▶ Problem description: Copy out each line of the material below with no changes.

START Record excerpts

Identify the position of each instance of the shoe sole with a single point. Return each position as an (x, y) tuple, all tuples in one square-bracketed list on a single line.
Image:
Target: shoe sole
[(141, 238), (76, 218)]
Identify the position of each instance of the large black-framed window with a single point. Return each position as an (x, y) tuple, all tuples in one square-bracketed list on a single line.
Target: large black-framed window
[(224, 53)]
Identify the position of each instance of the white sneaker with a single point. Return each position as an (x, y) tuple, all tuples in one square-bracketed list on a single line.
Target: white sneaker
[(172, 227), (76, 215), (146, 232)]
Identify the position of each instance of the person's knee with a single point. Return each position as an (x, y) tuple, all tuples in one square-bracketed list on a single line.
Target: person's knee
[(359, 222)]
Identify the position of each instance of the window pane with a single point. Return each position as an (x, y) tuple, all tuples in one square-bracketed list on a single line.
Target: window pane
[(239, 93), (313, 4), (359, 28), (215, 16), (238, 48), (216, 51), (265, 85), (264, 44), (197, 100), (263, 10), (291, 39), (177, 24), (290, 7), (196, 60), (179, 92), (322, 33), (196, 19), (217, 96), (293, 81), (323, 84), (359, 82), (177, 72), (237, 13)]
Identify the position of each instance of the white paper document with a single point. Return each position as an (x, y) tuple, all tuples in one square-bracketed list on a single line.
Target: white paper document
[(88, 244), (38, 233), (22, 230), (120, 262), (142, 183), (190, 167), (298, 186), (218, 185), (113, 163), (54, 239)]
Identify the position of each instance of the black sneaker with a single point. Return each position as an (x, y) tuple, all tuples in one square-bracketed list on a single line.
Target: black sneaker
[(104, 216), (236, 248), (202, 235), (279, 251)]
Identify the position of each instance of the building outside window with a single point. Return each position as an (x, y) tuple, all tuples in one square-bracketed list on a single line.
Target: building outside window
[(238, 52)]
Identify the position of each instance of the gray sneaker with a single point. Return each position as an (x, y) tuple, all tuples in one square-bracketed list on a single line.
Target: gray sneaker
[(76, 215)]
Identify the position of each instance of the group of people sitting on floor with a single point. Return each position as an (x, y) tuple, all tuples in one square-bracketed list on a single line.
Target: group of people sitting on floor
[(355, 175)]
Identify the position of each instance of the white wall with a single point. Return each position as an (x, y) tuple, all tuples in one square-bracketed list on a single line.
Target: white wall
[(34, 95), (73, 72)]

END Record excerpts

▶ Answer to this exercise:
Identify the position of each instance of the shoe sole with a single point. Return each position as an (x, y) tuple, all tuples in one square-bracketed list on a single line.
Image:
Target: shoe sole
[(141, 238), (76, 218)]
Identify the position of each instance of the large black-framed window with a single point. Return each position as an (x, y) tuple, all tuples in one square-bracketed list on a single line.
Target: large black-framed window
[(224, 53)]
Identify the position of each instance of the white sneaker with a single point. Return each position as an (x, y) tuple, all tuples in one square-bracketed list on a single line.
Target: white sneaker
[(172, 227), (76, 215), (146, 232)]
Identify the position of each instance of the person's knee with a single point. Return each position as an (x, y) tuple, all tuples in one square-bracketed list on a single line.
Target: person's knee
[(359, 222)]
Identify the position of each instance of the window pane with a single point. Return each position as an (x, y) tuple, all tuples in one square-bracketed list on a single line.
Target: window pane
[(239, 93), (313, 4), (359, 28), (215, 16), (238, 48), (216, 51), (265, 85), (264, 44), (197, 100), (263, 10), (291, 39), (177, 24), (290, 7), (196, 60), (179, 92), (322, 33), (196, 19), (217, 96), (293, 81), (323, 84), (359, 82), (177, 72), (237, 13)]
Identify the position of each instance of the white paper document with a single point. Return each position as an (x, y) tuple, all tuples in one square-bracketed list on a single line.
Target: white paper document
[(88, 244), (38, 233), (22, 230), (120, 262), (142, 183), (190, 167), (298, 186), (218, 185), (113, 163), (54, 239)]
Identify the position of each instance of the black sneaker with a single point. Return each position as an (x, y) tuple, all tuples in one square-bracketed list on a single line.
Target: black sneaker
[(104, 216), (236, 248), (202, 235), (279, 251)]
Identify the position of each instance of the building outside window with a single point. Return each position as an (x, y) tuple, all tuples in one square-bracketed list on a single line.
Target: building outside window
[(238, 52)]
Identify the position of each instance of the gray sneaker with a single point. Return each position as an (x, y) tuple, all tuples in one square-bracketed list on a single line.
Target: gray sneaker
[(76, 215)]
Identify the position of each instance of the group of people sitting on floor with a single point. Return each position as an (x, y) tuple, all tuples in one square-bracketed list on a single line.
Target: group of people sitting on floor
[(355, 175)]
Identify the position of each instance of the white wall with a single point. Return each position as an (x, y) tuple, all tuples in one square-bracketed list on a single line.
Target: white wall
[(34, 95), (73, 72)]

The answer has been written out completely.